BEGIN

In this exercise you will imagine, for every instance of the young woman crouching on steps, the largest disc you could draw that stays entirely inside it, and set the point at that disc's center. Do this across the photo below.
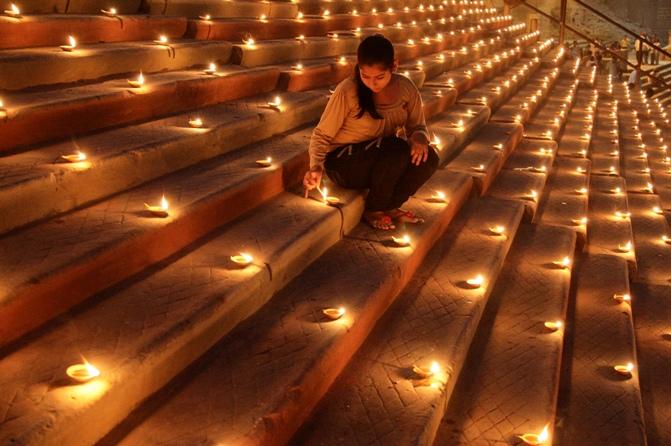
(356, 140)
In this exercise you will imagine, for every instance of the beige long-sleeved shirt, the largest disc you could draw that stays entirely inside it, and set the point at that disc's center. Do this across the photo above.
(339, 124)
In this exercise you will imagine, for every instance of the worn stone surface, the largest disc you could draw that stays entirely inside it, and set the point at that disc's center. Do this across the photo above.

END

**Work instructions:** Reproduce the rows above with "disc" substituted by "circle" wherever it occurs, leaving all other text unaltered. Omit the pictures from your version.

**Exercise output:**
In this exercise you will imagine, for every instance of the young woman crouching on steps, the largest circle you could draw that stays entirely inside it, and set the point at that circle's center. Do this across the photo below.
(356, 140)
In this exercise you will imagine, for every instance of the beige long-sleeved shirt, the largest circle you could draw that stays entirely inside it, and set the point at that circle's center. Do this across the photo above.
(339, 124)
In this exercise you will imagine, for every instance of the worn stone surface, the largest circle you could draw that stays entirely inside it, and set the point at that circle's center. Do this across the photo above.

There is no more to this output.